### Passage
-*-

National Rifle Association To File Lawsuit Over Bulk Gun Sales Rule

NRA To Sue Over Obama Administration Gun Control Rule

By Jeremy Pelofsky

WASHINGTON -- The gun industry plans to file lawsuits on Wednesday challenging requirements that weapons dealers along the U.S. border with Mexico report multiple sales of semi-automatic rifles, escalating the fight with the Obama administration.

The Bureau of Alcohol, Tobacco, Firearms and Explosives last month ordered more than 8,000 gun dealers in Arizona, Texas, New Mexico and California to report such sales to try to stem the "iron river" of guns flowing to the violent Mexican drug cartels.

Dealers are required to report sales of two or more rifles to the same person at one time or during any five business days for semi-automatic weapons greater than .22 caliber and with the ability to accept a detachable magazine.

Two Arizona gun dealers backed by the National Rifle Association, one of the most powerful lobbying groups in Washington, will file a lawsuit in Washington as will the National Shooting Sports Foundation which represents the firearms industry, the groups said.

-*-

### Exercise data
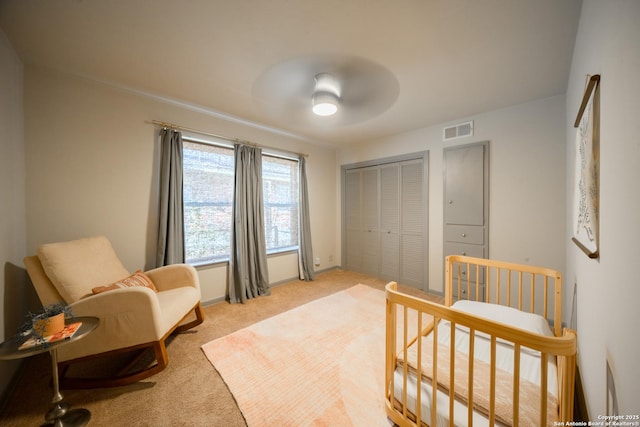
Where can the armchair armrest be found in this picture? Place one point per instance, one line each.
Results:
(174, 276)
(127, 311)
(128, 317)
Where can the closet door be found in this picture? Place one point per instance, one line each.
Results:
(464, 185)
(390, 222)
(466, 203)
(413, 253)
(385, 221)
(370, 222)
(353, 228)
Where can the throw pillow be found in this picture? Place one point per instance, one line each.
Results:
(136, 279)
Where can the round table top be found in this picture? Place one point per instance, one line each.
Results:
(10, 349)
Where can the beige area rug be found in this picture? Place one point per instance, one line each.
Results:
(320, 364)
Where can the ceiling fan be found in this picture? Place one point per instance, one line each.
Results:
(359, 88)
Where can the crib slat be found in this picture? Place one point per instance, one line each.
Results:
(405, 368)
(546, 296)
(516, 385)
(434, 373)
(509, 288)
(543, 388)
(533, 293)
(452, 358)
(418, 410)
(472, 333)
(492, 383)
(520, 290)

-*-

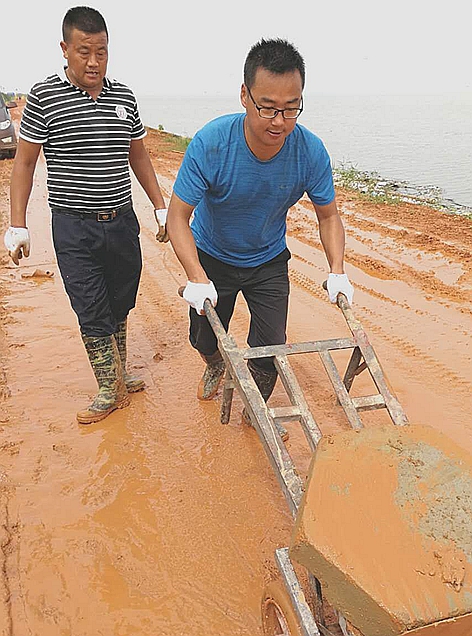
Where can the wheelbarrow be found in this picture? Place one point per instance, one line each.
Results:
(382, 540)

-*-

### List of tasks
1: Answer these from the article on the NRA lawsuit:
(a) How many gun dealers did the Bureau of Alcohol, Tobacco, Firearms and Explosives order to report multiple sales?
(b) Which states are those dealers in?
(c) What caliber must a semi-automatic weapon exceed for its multiple sale to be reported?
2: Proceed with the article on the NRA lawsuit, writing on from its final sentence.

### Answers for this exercise
1:
(a) More than 8,000.
(b) Arizona, Texas, New Mexico and California.
(c) Greater than .22 caliber.

2:
They will argue that ATF was not authorized by the Congress to require reporting such information about semi-automatic rifles purchases, rather it was only allowed to require reporting about handgun and revolver sales, according to copies of the lawsuits.

"At the time Congress authorized the reporting of multiple sales of handguns, it could have required it for the sale of long guns, but it did not," said Lawrence Keane, general counsel for the National Shooting Sports Foundation.

The gun dealers and groups will ask the courts to block the ATF from imposing the requirements which begin by August 14, they said. Failure to comply can result in losing their licenses to sell firearms.

About 8,500 gun dealers would be subject to the reporting requirement. Some 36,000 reports of multiple handgun sales were made from the four border states in fiscal 2010, according to ATF.

Attorney General Eric Holder told reporters that the regulations were legal and necessary to halt guns going to the drug cartels.

"We will vigorously oppose that lawsuit," Holder said. "We think that the acts that we have taken (are) consistent with the law and that the measures that we are proposing are appropriate ones to stop the flow of guns from the United States into Mexico."

The reporting requirement is one prong of the Obama administration's effort to stop gun trafficking from the border states to Mexico violence has killed tens of thousands since 2006.

One ATF operation to track guns going to Mexico from Arizona has become a full-blown scandal for the Obama administration because agents said they were not allowed to follow guns beyond the initial purchaser. As a result dozens of the weapons have shown up at crime scenes in Mexico.